出典:

◇ ◇ ◇ ◇
日記なんだから私が喋りたいことを喋りたいように言ってるんだよ。いいじゃないか。漸く自身にあった積年の燻りが、言葉になったんだから、喋ったって。
「ええ、確かにどうでもいいわよ。誰も聞いていないことを虚空に向かって嬉々としてしゃべっているのは滑稽だというだけの話なのだから。」
つまり私は道化ってことかい?いやだな、そんなに褒められると照れちゃうよ。
「道化と言ったつもりも、ましてや褒めたつもりもないけれど……アナタがそれでいいならいいわよ。(道化ねぇ……。周りのためにお道化ているのなら微笑ましいけれど、ただの滑稽なだけの道化は哀れだわ。)」
話を戻すと。私(達)って返答がまどろっこしいじゃないですか。

提供エントリ:

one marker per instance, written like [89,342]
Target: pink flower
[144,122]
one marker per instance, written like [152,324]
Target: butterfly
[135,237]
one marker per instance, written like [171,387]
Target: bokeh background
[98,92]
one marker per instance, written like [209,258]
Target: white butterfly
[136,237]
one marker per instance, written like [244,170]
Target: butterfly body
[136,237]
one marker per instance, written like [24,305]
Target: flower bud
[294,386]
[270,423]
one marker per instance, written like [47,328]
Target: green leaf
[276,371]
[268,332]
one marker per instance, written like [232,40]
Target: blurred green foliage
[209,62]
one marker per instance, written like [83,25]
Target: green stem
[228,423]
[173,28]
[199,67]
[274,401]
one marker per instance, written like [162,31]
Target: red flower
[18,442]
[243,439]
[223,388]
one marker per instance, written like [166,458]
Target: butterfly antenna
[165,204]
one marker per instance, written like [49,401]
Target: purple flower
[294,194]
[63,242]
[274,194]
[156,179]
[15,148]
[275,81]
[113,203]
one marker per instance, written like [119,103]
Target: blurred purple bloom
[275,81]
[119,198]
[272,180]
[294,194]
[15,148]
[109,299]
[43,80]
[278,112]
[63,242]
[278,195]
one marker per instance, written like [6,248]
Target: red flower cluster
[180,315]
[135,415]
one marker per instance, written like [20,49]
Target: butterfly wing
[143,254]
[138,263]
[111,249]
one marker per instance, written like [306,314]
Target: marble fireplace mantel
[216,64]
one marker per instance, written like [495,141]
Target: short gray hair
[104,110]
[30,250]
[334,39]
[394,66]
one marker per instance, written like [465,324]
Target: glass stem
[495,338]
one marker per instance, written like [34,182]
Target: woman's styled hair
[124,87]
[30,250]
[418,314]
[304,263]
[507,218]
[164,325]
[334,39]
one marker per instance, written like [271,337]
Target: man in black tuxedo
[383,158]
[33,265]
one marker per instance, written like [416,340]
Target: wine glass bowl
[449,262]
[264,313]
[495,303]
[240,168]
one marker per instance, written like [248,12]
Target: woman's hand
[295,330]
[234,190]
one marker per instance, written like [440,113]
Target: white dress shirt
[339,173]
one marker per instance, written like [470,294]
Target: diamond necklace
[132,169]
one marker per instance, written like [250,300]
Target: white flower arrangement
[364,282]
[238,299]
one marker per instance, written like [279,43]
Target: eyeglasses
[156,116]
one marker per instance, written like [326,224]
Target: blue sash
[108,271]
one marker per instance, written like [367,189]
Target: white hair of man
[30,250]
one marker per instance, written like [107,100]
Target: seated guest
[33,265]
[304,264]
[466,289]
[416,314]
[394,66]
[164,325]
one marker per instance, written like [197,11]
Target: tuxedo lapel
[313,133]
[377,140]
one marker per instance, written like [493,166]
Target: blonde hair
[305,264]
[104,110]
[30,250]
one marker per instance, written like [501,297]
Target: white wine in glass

課題内容: 本文で「道化」の文字が出てくる箇所を、前後の語句を添えて出現順にすべて挙げてください。

解答:
1. 私は道化ってことかい
2. 道化と言ったつもりも
3. 道化ねぇ
4. お道化ているのなら
5. ただの滑稽なだけの道化は哀れだわ